## Passage to read
● ● ● ● ● ● ●

Saturday, April 18, 2009

First Days on the Farm. WASHING CHEESES

Friday was pretty awesome in the Cellars at JH.

After the 7am staff meeting, we were divided into teams for morning and afternoon tasks. I was put on the cheese washing duty with a veteran Cellar employee. The goal for the morning was to get vault (cave) #2 tended to. Washing a number of racks of washed rind cheeses in a variety of brine solutions, meads, beers and other exciting fermentations, was the first order of business.

Vault 2 is where all of the washed rind cheeses live and grow. It is a high humidity vault and has a very distinct and often irritating ammonia odor. Jasper Hill Farm makes their own cheese called Winnemere which lives in vault 2. It is a delicious, spruce bark wrapped cheese. Creamy, meaty, musky, salty, gooey, melt in your mouth delicious. At Murray's, Winne was a winner. I never imagined, a year ago, that I would be there to watch the Winne's life cycle, from curd to shipping.

On Friday, I met intergenerational cheeses: from newborns that were just made next door at the cheese house (or shipped over from other farms) to toddlers growing a little bit of peachy fuzz in the vaults, to teens and young adults washed and turned for weeks or months to grown up cheeses, ready to be sent around the country to be enjoyed and consumed.

JHF has been aging cheeses for other cheesemakers in VT since they opened their humongous vaults a year ago. Cheeses from Dancing Cow (Bouree, Menuet), Crawford Family Farm (Vermont Ayr), Twig Farm (Goat Tomme, Soft Wheel) are just a few of the cheesemakers who send The Cellars at JH their cheeses to age (see previous post for affinage hyperlink).

OK. Back to the matter at hand, washing cheeses. We begin by sanitizing and cleaning all of the tools, buckets, carts, brushes and racks we'll be using throughout the course of the morning. Soaping, washing and bleaching everything before using and as we move through different batches of cheese and different kinds of cheeses. We have a detailed list of the specific racks of cheese that need tending to and pull them out of the vault. The photo below gives a little idea of the kinds of washes that are used for the vault 2 cheeses. There are brines, bacterial solutions, alcohol of all sorts.



The younger Winnemeres still need to be brushed with their bacterial solutions. The older ones are washed with beers. What is so cool about the Winne beer washing is that JHF uses regional specific beers to be sold to either the West, Central or East Coast markets. The beers infuse the cheese with amazing flavor. One of my goal is to sample different beer washed Winnes and see if I can detect the subtleties. We out out a rack of cheese and lay it out on the cart. Two small containers are filled with solution or beer. With a large paintbrush, we aggressively rub the cheese down and scrub of as much of the white mold that has developed on the cheese during the course of its live in the vault.

● ● ● ● ● ● ●

## Collected data

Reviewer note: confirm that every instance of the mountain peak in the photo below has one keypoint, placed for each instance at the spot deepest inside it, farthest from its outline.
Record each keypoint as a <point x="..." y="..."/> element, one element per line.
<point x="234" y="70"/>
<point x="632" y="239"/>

● ● ● ● ● ● ●

## Work task
From the cheese-washing blog post, please list the cheeses it names from other cheesemakers whose cheeses are aged at the Cellars, with each cheese's maker.

## Exercise solution
- Bouree (Dancing Cow)
- Menuet (Dancing Cow)
- Vermont Ayr (Crawford Family Farm)
- Goat Tomme (Twig Farm)
- Soft Wheel (Twig Farm)